Exercise task:
Copy out the records below, swapping each "MUST" for "SHALL" and keeping everything else the same.

Input records:
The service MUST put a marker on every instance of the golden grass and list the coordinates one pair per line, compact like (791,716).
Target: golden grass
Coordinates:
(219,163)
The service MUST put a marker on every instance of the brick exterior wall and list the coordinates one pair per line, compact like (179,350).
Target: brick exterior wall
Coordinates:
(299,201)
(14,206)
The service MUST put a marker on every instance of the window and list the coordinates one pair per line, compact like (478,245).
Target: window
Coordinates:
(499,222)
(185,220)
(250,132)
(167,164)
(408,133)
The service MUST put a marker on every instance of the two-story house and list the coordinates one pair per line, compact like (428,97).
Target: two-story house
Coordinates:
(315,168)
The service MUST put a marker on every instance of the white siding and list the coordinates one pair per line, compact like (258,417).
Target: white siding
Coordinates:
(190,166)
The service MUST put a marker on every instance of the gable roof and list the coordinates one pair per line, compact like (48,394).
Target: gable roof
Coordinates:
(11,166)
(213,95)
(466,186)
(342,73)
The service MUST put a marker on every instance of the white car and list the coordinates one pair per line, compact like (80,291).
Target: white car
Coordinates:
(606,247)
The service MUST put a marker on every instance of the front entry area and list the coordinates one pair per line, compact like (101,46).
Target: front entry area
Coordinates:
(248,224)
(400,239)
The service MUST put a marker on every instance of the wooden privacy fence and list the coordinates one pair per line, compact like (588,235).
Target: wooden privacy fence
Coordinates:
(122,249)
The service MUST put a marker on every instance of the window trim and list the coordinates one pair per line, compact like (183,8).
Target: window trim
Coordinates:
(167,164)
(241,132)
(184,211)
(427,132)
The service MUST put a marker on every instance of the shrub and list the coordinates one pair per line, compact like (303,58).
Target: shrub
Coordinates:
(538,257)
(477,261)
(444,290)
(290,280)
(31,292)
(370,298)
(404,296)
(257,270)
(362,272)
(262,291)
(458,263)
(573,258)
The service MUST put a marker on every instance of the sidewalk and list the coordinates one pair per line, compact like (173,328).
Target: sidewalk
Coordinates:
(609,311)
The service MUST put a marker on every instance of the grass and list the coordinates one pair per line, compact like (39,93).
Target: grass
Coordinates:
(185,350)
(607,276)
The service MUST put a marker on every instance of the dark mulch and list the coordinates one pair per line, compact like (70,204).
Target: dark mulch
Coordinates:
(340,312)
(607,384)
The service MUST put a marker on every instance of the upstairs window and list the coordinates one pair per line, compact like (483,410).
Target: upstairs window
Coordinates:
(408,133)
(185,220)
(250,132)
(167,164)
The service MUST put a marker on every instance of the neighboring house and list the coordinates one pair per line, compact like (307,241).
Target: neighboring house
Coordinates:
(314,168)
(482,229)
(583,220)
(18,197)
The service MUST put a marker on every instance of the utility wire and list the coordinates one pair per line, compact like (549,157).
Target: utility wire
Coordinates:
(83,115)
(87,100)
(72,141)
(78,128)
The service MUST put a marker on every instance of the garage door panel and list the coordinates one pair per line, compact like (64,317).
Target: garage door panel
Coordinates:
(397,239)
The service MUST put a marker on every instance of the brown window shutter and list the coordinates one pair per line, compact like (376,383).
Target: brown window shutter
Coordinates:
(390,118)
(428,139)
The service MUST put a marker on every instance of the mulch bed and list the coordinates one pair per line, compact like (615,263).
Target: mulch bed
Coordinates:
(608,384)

Correct output:
The service SHALL put a marker on every instance of the golden grass and list the coordinates one pair per line, compact like (791,716).
Target: golden grass
Coordinates:
(219,163)
The service SHALL put a marker on every instance of the brick exterior wall and list the coordinates one pair per line, compact like (179,350).
Target: brick exterior wall
Coordinates:
(299,201)
(14,206)
The service SHALL put a marker on every instance of the window and list the coordinates one pair per line, compact like (478,245).
Target: window
Coordinates:
(499,222)
(185,220)
(250,132)
(167,164)
(408,133)
The service SHALL put a marker on every instance of the two-story house and list the coordinates one pair per line, compact like (428,97).
Target: two-story house
Coordinates:
(315,168)
The service SHALL put a marker on every instance of the white siding and list the coordinates one pair per line, compact like (258,417).
Target: white siding
Coordinates:
(190,166)
The service SHALL put a marker on every instance of the gable roof and list the coordinates one pair per line, compact like (48,394).
Target: gable roof
Coordinates:
(11,166)
(213,95)
(466,186)
(342,73)
The service SHALL put a marker on every instance of the white car and list the coordinates one pair per line, compact like (80,291).
Target: white car
Coordinates:
(606,247)
The service SHALL put a marker on every instance of the front entry area and list the coordinates one pair per line, compact like (101,46).
Target: front entry area
Coordinates:
(248,224)
(400,239)
The service SHALL put a marker on every instance of the wooden privacy fence and list the coordinates one pair per line, compact like (588,235).
Target: wooden privacy fence
Coordinates:
(122,249)
The service SHALL put a marker on every instance of the window trim and list the coordinates one pair per line, compact like (183,8).
Target: window trim
Coordinates:
(167,164)
(241,132)
(184,211)
(427,132)
The service SHALL put a marker on every instance of the shrub and list the coordinates one pair per line, compact like (303,58).
Target: shrub
Coordinates:
(538,257)
(477,261)
(444,290)
(290,280)
(31,292)
(370,298)
(404,296)
(257,270)
(362,272)
(262,291)
(458,263)
(573,258)
The service SHALL put a marker on every instance of the sidewalk and list the coordinates one pair per line, compact like (173,328).
Target: sidewalk
Coordinates:
(609,311)
The service SHALL put a marker on every instance of the grass and list the coordinates one pair per line, compact like (39,93).
Target: grass
Coordinates:
(185,350)
(607,276)
The service SHALL put a marker on every instance of the dark mulch and list the coordinates one pair per line, compact like (70,204).
Target: dark mulch
Coordinates:
(340,312)
(607,384)
The service SHALL put a marker on every instance of the upstairs window and list the coordinates one pair per line, compact like (483,410).
Target: upstairs window
Coordinates:
(408,133)
(185,220)
(250,132)
(167,164)
The service SHALL put a marker on every instance of the neighboring house and list the coordinates one pair per line, compact like (307,241).
Target: neighboring house
Coordinates:
(314,168)
(482,229)
(583,220)
(18,197)
The service SHALL put a marker on every instance of the utility wire and list the coordinates one pair per line, compact like (549,157).
Target: utility wire
Coordinates:
(83,115)
(87,100)
(72,141)
(78,128)
The service SHALL put a marker on every instance of the garage door panel and list the coordinates one pair per line, compact like (64,317).
Target: garage door panel
Coordinates:
(397,239)
The service SHALL put a marker on every instance of the brown window shutter and list the coordinates one pair per line, compact like (376,383).
Target: brown window shutter
Coordinates:
(390,118)
(428,139)
The service SHALL put a marker on every instance of the mulch bed and list the coordinates one pair per line, compact like (615,263).
Target: mulch bed
Coordinates:
(608,384)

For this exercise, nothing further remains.